- _WHAT TO WORK ON_: Count the lines below that contain the word "facade", treating uppercase and lowercase as different, and reply with the number alone.

#####

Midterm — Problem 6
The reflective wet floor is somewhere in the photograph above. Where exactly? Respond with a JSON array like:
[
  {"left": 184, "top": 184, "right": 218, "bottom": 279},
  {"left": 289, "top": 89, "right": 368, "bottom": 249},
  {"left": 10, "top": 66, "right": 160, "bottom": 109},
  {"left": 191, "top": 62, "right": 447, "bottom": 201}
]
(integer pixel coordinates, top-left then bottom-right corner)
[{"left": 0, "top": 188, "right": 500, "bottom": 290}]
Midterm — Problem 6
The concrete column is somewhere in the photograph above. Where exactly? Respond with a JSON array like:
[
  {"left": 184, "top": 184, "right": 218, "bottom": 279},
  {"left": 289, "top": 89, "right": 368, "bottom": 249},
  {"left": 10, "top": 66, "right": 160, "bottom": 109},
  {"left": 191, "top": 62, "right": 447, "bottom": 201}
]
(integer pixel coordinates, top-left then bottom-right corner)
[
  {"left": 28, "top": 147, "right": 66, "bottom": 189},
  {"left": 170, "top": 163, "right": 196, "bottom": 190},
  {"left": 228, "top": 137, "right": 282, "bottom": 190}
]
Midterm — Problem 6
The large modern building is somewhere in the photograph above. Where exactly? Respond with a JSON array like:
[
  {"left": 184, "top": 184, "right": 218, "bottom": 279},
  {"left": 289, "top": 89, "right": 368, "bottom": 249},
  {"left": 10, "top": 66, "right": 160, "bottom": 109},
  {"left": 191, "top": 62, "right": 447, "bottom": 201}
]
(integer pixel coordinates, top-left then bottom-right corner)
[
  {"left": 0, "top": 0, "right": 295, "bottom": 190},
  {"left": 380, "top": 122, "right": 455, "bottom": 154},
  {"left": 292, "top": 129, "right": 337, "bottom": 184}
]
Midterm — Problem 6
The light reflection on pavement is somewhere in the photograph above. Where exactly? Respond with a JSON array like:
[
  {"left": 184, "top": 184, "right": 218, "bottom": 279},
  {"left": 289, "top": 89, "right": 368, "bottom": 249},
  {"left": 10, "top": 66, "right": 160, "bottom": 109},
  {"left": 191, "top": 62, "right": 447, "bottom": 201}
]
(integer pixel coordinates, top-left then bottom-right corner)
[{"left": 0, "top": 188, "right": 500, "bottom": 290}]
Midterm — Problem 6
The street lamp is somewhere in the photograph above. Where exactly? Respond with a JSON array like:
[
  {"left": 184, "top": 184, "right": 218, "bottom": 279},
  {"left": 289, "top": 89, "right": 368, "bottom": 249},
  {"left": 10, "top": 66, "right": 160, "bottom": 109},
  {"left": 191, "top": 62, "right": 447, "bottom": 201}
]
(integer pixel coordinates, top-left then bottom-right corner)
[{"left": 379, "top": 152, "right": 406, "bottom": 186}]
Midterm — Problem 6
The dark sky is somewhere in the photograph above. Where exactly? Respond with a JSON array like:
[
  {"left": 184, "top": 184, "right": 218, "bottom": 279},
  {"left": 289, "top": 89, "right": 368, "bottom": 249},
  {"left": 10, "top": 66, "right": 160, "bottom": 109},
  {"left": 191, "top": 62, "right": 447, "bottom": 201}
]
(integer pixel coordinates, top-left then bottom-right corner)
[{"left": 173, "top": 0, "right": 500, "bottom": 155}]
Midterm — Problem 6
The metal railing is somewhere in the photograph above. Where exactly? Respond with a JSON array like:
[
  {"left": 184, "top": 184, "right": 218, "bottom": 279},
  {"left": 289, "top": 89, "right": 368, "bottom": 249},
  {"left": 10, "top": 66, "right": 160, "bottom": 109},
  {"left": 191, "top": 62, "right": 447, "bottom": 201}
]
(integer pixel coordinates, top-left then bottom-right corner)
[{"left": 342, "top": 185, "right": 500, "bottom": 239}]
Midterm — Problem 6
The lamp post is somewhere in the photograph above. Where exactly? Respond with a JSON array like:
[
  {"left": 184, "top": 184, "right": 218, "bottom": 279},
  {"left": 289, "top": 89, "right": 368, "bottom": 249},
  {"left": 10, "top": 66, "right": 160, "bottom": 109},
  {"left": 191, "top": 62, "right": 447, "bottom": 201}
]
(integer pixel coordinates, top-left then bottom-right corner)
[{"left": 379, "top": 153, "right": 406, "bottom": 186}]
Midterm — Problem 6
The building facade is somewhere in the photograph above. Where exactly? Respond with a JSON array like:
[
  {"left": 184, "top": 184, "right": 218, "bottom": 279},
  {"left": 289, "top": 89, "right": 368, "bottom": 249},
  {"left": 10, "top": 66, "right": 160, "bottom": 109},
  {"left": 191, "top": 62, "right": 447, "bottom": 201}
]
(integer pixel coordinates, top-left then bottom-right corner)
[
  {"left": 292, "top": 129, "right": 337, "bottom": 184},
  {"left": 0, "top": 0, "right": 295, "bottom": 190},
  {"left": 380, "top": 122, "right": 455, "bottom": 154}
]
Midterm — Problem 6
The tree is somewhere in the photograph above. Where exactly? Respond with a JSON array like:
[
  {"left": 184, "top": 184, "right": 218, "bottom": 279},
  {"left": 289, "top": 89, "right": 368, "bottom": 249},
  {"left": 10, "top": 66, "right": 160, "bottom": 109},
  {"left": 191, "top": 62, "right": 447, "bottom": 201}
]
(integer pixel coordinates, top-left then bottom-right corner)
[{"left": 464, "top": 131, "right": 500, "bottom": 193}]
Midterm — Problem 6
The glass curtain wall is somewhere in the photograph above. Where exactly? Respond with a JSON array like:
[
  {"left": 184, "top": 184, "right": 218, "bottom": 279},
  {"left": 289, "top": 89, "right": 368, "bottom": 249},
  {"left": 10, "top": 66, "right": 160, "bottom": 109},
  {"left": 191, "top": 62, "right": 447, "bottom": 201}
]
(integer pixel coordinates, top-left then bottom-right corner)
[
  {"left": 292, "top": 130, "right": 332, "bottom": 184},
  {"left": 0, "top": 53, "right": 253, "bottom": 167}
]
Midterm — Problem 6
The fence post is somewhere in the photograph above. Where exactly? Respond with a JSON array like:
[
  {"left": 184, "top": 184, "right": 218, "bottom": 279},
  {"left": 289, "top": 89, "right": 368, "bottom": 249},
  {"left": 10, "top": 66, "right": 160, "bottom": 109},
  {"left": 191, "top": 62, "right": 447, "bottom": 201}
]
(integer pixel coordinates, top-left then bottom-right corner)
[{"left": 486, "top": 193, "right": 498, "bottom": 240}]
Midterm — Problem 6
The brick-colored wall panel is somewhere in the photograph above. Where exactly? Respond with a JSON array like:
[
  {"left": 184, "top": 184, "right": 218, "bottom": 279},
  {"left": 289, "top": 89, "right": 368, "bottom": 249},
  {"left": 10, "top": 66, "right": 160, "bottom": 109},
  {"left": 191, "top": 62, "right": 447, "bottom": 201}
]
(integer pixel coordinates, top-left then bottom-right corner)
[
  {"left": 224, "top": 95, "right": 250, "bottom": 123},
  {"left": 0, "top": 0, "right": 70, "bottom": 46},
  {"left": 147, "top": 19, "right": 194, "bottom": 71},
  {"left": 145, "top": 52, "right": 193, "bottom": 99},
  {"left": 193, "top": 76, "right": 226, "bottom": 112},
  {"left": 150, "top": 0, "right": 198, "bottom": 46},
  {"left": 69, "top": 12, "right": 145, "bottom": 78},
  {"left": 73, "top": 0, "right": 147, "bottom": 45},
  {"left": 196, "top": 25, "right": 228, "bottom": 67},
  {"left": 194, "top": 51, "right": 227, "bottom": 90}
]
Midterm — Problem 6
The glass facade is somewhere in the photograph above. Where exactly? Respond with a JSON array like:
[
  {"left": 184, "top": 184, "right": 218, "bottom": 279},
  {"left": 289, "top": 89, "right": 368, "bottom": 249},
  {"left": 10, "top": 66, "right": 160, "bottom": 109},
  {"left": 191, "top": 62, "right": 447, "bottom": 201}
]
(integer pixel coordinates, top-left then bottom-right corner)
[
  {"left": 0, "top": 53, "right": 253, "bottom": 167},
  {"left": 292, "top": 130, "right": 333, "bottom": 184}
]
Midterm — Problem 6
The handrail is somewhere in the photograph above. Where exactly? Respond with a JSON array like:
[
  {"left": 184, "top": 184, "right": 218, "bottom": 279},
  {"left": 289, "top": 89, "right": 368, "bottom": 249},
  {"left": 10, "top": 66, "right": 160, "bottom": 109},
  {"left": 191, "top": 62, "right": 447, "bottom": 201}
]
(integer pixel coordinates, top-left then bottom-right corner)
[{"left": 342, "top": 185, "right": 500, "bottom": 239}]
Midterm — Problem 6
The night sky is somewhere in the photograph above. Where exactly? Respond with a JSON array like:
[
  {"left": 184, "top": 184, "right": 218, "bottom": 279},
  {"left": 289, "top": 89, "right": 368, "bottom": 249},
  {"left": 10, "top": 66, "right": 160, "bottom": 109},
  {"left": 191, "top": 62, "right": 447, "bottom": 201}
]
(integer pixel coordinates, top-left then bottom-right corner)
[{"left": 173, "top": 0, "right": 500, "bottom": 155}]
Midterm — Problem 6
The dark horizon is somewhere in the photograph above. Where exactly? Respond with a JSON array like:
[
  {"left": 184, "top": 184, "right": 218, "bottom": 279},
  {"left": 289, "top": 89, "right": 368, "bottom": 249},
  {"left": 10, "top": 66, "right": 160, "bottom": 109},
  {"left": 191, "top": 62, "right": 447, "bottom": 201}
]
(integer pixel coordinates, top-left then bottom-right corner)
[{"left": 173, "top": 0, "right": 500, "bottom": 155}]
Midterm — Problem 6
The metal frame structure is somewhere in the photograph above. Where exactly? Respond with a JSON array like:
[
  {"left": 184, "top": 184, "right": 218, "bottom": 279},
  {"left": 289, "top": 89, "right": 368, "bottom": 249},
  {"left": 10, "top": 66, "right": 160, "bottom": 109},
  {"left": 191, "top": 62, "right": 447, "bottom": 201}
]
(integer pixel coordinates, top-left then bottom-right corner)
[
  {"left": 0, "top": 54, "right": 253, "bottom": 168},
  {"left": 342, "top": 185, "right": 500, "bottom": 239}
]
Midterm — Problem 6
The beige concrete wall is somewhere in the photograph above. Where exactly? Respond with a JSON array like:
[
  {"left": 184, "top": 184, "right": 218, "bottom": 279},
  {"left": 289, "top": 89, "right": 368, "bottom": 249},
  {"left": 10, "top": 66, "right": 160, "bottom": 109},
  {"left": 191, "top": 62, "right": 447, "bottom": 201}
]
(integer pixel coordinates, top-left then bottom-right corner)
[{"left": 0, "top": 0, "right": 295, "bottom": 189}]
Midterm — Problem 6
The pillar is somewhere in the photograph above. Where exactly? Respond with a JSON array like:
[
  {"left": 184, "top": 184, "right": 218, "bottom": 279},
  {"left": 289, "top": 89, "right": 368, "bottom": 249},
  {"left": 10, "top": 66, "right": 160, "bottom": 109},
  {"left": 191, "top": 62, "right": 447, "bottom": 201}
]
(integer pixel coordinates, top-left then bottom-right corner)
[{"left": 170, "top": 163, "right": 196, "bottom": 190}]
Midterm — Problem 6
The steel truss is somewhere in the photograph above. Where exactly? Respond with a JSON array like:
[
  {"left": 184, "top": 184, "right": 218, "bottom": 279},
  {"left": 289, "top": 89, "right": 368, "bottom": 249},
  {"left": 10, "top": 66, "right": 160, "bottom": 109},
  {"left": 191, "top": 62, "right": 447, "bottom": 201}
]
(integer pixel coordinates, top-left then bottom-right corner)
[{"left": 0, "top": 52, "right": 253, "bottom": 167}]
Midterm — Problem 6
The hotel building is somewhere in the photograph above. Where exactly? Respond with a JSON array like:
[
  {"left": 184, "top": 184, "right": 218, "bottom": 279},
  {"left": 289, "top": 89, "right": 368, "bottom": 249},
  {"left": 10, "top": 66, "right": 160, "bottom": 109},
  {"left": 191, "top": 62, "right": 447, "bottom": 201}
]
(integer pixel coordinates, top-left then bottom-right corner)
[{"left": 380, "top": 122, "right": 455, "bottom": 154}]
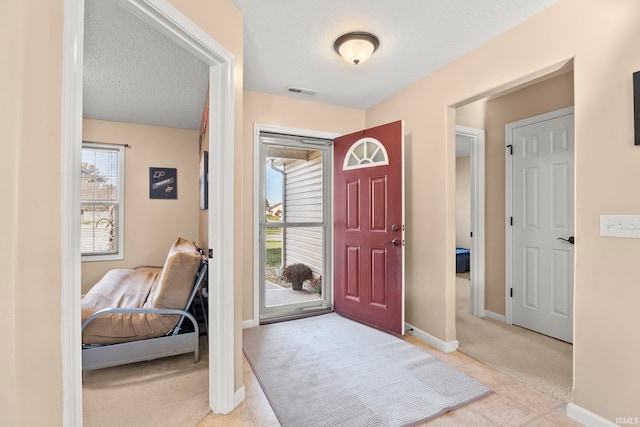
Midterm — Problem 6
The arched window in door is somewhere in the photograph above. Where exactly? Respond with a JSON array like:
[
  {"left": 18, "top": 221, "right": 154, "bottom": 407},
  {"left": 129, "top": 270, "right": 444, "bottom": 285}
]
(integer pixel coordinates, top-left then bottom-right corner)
[{"left": 342, "top": 138, "right": 389, "bottom": 170}]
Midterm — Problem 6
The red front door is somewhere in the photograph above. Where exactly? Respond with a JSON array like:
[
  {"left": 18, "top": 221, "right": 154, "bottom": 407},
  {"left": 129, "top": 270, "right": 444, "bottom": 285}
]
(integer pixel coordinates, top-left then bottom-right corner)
[{"left": 334, "top": 121, "right": 404, "bottom": 335}]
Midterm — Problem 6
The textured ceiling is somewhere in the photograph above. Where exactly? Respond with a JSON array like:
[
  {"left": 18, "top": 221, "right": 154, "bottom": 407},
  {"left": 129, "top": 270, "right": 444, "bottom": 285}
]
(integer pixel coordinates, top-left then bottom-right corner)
[
  {"left": 83, "top": 0, "right": 209, "bottom": 129},
  {"left": 233, "top": 0, "right": 557, "bottom": 109},
  {"left": 83, "top": 0, "right": 557, "bottom": 129}
]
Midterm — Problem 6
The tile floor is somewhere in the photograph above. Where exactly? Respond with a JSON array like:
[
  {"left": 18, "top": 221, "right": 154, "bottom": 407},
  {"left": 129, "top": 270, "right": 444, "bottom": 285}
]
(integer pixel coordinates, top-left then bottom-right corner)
[{"left": 198, "top": 335, "right": 580, "bottom": 427}]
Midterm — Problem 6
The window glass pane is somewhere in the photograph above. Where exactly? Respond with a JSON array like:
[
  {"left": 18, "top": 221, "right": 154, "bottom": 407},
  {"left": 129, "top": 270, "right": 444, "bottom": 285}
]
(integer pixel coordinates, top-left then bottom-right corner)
[
  {"left": 80, "top": 144, "right": 122, "bottom": 255},
  {"left": 265, "top": 227, "right": 324, "bottom": 307},
  {"left": 80, "top": 203, "right": 119, "bottom": 254},
  {"left": 343, "top": 138, "right": 389, "bottom": 170}
]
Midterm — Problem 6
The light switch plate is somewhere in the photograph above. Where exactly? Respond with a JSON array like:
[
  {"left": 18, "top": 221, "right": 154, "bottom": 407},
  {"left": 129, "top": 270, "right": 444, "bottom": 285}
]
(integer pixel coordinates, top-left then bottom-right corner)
[{"left": 600, "top": 215, "right": 640, "bottom": 239}]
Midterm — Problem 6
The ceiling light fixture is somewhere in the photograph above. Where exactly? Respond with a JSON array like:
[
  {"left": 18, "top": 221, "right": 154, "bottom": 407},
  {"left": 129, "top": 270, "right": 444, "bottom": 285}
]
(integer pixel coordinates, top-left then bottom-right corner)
[{"left": 333, "top": 32, "right": 380, "bottom": 65}]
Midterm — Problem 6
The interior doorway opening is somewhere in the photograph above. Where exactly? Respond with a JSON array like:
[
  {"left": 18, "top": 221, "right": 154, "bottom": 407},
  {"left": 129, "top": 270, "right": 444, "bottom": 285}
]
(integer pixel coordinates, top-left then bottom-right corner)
[{"left": 451, "top": 60, "right": 573, "bottom": 401}]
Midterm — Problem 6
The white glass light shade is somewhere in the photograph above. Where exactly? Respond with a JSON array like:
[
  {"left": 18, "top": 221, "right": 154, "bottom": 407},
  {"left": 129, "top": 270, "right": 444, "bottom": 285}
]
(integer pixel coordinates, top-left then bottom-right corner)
[{"left": 333, "top": 33, "right": 380, "bottom": 65}]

#####

- _RESULT_: 2